EXERCISE TASK —
Update all of the lines below so that "pangolin eye" becomes "pangolin's eye" everywhere, leaving everything else unchanged. Omit the pictures from your answer.

Location annotation dataset excerpts:
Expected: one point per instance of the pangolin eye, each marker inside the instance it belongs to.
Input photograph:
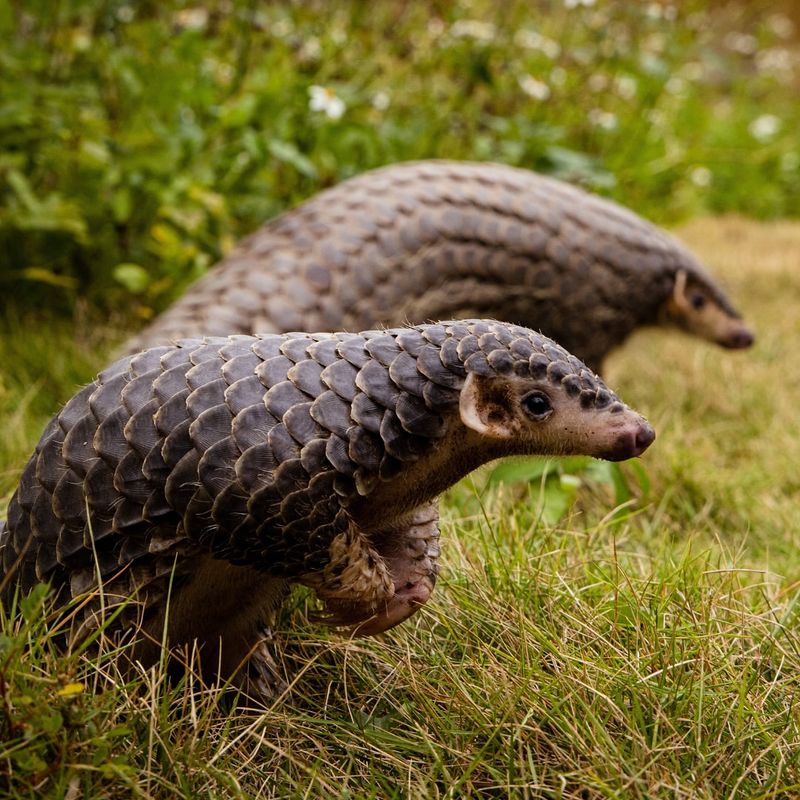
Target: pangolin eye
(537, 405)
(697, 300)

OUTPUT FOR THIS EXERCISE —
Expected: one point per instance of the pangolin's eye, each marker inside the instance it belongs to.
Input photograph:
Target: pangolin's eye
(537, 405)
(697, 300)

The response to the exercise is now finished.